Stored records
◇ ◇ ◇

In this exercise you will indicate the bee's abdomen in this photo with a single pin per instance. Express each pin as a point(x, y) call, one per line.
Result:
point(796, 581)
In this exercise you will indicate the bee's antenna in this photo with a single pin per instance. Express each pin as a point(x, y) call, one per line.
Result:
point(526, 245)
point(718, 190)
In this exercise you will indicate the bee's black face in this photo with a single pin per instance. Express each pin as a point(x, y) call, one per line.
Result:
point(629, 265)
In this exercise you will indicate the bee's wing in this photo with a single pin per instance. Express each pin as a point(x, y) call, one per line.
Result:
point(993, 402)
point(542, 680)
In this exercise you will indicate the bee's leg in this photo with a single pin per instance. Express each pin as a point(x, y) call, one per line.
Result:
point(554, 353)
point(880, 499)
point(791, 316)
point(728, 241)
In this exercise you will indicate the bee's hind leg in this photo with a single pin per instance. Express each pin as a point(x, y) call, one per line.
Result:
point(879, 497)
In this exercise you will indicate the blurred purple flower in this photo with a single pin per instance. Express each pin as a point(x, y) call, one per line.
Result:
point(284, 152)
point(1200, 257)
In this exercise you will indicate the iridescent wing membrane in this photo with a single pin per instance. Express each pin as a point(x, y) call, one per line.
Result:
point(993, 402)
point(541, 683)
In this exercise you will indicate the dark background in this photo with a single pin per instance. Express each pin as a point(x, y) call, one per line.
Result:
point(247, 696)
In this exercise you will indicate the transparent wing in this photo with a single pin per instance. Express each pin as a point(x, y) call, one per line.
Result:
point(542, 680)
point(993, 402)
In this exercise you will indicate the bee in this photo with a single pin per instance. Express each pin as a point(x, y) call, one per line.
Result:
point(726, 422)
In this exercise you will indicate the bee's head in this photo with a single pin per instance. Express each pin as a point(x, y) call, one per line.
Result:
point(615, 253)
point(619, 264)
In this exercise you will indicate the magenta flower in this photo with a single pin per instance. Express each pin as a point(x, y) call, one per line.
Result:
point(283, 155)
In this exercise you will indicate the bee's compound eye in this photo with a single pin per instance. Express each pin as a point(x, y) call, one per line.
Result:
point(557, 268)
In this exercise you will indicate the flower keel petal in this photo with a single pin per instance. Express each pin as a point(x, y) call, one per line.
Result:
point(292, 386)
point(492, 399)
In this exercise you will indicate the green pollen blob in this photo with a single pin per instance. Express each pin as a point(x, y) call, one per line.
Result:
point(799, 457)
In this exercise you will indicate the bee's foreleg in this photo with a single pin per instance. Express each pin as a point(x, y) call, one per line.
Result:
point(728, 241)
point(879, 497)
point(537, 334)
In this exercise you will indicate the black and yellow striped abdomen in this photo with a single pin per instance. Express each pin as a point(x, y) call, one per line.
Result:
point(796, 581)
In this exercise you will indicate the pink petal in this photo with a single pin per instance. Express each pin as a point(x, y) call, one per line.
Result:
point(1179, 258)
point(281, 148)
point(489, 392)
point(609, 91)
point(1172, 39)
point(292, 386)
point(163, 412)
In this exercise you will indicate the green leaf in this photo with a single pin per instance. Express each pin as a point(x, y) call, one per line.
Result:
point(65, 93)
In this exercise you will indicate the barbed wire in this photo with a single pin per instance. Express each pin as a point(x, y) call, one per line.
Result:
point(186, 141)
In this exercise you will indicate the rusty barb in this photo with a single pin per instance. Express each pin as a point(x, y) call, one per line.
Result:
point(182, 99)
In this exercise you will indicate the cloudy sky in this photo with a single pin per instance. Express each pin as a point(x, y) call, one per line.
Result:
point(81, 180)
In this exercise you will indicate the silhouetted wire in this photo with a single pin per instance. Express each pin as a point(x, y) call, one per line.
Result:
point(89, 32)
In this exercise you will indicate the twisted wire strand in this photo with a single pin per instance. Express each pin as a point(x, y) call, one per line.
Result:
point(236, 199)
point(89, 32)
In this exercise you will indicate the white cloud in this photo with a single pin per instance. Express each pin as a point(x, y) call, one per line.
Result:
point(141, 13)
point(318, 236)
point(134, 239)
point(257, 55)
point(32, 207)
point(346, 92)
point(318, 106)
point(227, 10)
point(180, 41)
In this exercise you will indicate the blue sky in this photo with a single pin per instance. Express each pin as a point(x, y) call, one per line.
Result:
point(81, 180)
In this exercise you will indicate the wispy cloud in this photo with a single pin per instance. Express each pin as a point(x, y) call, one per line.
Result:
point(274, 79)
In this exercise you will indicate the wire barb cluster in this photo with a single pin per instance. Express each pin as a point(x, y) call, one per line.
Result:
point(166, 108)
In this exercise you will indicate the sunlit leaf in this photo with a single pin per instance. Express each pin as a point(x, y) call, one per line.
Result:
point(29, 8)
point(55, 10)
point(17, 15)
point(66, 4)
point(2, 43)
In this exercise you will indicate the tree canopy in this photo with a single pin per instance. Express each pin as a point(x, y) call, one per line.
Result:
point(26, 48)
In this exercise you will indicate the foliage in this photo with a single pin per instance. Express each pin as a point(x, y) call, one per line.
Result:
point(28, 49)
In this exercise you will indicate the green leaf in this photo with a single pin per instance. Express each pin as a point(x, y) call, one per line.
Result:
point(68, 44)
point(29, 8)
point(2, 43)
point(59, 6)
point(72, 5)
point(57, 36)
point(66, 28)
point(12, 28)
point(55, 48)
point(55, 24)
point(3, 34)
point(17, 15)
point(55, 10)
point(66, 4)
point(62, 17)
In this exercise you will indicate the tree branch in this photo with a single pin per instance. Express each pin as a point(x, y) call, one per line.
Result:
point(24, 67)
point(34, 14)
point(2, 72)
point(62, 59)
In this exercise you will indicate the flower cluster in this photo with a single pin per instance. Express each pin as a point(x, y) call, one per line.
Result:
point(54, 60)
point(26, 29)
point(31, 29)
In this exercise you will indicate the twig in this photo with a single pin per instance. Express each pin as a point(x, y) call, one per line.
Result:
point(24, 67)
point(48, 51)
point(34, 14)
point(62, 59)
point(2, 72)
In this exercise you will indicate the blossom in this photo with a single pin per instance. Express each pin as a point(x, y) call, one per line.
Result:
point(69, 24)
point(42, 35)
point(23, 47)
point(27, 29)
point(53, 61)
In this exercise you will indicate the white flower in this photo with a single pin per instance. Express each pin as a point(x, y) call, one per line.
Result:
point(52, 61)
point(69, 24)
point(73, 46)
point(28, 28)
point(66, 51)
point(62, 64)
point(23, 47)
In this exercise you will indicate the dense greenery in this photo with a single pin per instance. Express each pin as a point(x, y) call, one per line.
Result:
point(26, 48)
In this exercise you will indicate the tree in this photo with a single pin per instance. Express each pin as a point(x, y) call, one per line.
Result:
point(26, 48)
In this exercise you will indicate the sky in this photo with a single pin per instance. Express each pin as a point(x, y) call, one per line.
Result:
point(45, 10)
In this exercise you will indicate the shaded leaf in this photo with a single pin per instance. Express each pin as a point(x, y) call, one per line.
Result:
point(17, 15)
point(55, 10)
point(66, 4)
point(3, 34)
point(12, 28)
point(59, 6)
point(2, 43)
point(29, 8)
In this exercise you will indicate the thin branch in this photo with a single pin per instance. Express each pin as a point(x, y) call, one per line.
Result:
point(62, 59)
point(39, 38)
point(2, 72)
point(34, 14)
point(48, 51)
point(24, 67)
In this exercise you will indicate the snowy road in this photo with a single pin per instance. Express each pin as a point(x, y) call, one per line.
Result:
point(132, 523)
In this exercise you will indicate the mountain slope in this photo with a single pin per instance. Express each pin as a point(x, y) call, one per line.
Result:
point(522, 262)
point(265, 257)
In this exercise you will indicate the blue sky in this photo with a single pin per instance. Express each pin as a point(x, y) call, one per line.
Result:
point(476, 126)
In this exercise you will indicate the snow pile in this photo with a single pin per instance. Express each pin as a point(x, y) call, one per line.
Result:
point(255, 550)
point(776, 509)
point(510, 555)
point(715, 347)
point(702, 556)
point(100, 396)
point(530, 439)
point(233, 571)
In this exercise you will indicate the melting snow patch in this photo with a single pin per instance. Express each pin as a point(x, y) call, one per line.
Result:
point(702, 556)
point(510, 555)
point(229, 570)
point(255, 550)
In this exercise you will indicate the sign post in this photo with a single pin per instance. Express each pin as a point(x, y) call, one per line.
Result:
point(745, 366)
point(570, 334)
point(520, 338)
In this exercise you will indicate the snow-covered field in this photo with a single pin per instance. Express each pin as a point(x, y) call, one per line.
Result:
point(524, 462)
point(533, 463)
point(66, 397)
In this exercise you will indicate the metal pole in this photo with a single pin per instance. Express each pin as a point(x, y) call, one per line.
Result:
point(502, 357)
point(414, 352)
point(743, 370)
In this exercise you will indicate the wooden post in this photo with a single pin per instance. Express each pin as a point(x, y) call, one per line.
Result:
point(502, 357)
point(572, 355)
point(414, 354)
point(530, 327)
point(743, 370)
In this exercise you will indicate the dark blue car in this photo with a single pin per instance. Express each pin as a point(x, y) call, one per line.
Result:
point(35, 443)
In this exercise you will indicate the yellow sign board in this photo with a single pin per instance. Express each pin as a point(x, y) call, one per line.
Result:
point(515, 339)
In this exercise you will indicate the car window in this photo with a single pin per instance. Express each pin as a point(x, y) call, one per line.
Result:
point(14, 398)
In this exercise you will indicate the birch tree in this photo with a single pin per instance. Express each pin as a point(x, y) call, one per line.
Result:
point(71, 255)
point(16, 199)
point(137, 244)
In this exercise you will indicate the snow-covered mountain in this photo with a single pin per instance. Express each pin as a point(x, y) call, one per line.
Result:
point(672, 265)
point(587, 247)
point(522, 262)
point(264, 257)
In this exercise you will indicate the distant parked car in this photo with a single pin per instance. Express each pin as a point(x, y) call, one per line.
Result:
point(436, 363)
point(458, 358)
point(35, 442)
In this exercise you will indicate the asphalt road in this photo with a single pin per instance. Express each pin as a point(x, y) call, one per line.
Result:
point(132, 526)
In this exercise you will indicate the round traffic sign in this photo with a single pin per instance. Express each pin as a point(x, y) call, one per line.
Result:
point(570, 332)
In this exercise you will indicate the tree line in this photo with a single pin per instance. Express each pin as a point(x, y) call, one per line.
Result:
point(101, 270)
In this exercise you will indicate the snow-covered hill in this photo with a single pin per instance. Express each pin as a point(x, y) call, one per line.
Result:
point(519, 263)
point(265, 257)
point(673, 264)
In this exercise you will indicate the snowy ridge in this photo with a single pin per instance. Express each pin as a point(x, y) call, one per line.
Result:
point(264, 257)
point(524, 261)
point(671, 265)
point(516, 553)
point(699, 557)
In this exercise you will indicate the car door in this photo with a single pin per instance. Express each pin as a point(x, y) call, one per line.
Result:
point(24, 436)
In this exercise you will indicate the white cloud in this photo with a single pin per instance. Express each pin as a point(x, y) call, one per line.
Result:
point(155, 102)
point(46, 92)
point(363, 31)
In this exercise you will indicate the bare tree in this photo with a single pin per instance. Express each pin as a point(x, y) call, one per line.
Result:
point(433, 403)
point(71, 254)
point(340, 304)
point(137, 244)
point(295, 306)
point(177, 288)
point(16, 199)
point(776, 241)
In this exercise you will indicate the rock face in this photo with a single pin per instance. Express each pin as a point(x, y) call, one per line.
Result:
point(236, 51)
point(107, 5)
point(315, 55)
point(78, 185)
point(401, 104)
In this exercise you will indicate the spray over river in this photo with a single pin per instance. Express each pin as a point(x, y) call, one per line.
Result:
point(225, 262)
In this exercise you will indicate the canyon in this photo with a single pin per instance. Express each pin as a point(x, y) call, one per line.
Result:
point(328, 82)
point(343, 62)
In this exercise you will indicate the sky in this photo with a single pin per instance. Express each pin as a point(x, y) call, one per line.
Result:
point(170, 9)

◇ ◇ ◇

What is expected
Filter these records, keeping every line where the word "face" occurs.

Result
In this exercise you will indicate the bee's black face in this photo with a single pin per instance. Express each pin as a point(x, y) call, one per line.
In this exercise you will indicate the rock face in this photo with a single pin per instance. Express each pin as a point(x, y) call, one per line.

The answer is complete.